__Set task__
Put this sentence from the opinion piece on assembly tenure into Spanish: "Democratic traditions have not taken root in society yet, and as soon as an elected government takes over, those belonging to the opposition benches start becoming restless."

__Selected extract__

----

Four-year tenure for assemblies — by Barrister Dr Ehtasham Anwar
By reducing the tenure of assemblies by 20 percent, we can increase the sense of being accountable and consequently the efficiency of elected government by the same ratio, at least in theory
A parliamentary committee headed by Senator Raza Rabbani is working these days to recommend changes in the 1973 constitution. However, one area is likely to escape the attention of its members and that is the tenure of the assemblies. A cursory glance at the history of Pakistan, especially on the period following the death of Ziaul Haq, will bring home that five-year tenure of the assemblies does not suit our peculiar circumstances at all. Democratic traditions have not taken root in society yet, and as soon as an elected government takes over, those belonging to the opposition benches start becoming restless. Anti-democratic elements within the establishment, too, keep a close look on the whole situation and send these governments packing whenever it suits them best. However, it is not the opposition and the establishment alone who are to be blamed; the sitting governments are equally responsible for such unsavoury interventions. The truth is that those who are elected to high governmental offices, on finding the next general elections five years away, become lax and do not give output at the required pace. The masses therefore start becoming disillusioned by the system and anti-democratic forces then take over without much resistance from any quarter. Add to this the peculiar psyche of our public. Instead of vying for continuation of the system, our countrymen, the majority of whom are uneducated or unaware of the virtues of democratic dispensations, start waiting for a change sometimes merely for the thrill of it.

----

__Pointing dataset entries__
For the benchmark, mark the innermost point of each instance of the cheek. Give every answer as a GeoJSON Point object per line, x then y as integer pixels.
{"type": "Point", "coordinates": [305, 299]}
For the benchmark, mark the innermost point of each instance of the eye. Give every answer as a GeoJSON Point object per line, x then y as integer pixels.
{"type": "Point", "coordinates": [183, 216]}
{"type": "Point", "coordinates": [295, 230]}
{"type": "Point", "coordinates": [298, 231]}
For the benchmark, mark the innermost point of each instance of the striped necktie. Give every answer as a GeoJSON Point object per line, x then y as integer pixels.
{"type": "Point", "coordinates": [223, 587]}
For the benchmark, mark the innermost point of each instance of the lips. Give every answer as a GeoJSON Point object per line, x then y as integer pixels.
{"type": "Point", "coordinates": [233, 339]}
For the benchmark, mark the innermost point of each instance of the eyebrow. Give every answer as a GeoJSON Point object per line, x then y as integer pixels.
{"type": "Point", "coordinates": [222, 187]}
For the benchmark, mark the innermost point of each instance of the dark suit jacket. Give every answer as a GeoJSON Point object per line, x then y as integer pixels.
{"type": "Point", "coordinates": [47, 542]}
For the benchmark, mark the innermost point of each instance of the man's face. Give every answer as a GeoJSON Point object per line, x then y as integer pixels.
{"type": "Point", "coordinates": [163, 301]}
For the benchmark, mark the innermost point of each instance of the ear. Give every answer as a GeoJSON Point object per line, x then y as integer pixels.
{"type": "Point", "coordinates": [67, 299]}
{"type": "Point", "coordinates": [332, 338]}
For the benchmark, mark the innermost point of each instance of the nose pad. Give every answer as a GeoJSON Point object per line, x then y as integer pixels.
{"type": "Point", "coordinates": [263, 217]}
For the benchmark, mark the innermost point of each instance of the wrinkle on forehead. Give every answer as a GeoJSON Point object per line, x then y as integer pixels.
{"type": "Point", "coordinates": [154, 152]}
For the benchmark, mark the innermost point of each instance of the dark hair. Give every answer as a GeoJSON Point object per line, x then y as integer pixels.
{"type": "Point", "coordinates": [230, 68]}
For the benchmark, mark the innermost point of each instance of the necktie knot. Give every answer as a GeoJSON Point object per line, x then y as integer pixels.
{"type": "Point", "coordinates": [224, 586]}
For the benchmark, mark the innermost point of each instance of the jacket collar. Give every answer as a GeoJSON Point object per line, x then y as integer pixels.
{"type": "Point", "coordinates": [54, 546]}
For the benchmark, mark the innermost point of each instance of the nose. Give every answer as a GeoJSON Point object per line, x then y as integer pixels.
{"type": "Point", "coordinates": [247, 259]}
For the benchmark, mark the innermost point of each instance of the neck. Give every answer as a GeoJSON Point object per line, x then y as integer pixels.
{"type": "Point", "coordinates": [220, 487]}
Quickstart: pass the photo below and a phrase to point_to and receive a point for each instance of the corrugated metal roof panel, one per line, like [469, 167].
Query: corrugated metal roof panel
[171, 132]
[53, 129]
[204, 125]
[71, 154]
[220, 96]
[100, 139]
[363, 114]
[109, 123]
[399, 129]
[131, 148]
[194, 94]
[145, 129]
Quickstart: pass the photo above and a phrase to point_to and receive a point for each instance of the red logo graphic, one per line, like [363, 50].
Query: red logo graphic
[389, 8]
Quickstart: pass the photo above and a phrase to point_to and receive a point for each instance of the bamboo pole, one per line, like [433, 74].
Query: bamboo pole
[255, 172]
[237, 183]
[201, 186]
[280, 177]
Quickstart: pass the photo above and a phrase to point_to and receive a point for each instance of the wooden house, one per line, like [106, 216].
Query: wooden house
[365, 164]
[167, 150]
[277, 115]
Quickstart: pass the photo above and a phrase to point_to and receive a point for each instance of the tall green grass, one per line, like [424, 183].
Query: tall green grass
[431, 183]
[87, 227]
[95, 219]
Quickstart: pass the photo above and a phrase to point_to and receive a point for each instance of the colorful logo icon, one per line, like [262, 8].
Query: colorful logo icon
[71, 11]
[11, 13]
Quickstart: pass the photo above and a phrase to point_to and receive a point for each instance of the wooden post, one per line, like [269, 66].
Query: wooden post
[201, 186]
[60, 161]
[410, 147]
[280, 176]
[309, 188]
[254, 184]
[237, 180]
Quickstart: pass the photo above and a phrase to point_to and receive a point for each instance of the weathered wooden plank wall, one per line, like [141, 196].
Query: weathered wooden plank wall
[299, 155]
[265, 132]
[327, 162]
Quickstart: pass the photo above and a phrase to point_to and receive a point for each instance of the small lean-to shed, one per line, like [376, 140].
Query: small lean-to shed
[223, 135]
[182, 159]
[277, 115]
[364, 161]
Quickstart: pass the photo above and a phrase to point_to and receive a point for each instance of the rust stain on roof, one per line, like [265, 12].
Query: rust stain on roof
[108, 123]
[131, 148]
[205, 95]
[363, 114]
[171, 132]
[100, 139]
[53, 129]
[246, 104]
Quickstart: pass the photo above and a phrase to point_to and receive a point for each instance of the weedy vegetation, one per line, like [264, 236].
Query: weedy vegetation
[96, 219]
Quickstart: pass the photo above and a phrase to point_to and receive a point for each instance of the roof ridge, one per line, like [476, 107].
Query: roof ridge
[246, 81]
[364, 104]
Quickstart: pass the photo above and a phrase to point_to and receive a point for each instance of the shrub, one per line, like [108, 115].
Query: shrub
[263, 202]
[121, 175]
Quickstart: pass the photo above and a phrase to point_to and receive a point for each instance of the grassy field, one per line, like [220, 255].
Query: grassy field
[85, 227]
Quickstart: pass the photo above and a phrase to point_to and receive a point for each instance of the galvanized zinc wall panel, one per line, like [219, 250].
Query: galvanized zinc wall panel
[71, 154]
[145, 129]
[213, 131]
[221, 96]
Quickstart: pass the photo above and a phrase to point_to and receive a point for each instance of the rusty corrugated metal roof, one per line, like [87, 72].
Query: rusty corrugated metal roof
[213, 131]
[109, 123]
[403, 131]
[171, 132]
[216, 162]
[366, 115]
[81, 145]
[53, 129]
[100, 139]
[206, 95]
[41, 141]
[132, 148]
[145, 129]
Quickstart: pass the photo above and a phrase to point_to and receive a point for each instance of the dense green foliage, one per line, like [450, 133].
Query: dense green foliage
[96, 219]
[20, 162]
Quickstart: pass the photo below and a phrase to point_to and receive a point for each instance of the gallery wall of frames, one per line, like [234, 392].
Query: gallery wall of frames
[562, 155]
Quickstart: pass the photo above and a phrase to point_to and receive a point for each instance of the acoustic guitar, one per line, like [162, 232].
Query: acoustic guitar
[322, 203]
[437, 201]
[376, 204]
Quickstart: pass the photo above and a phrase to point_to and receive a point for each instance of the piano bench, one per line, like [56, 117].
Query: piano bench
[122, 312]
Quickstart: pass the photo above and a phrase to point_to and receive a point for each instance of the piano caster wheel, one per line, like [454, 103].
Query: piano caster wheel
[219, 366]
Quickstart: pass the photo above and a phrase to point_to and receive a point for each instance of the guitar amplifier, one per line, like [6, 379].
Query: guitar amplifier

----

__Response__
Las tradiciones democráticas aún no han echado raíces en la sociedad y, en cuanto un gobierno electo asume el poder, quienes ocupan los escaños de la oposición empiezan a inquietarse.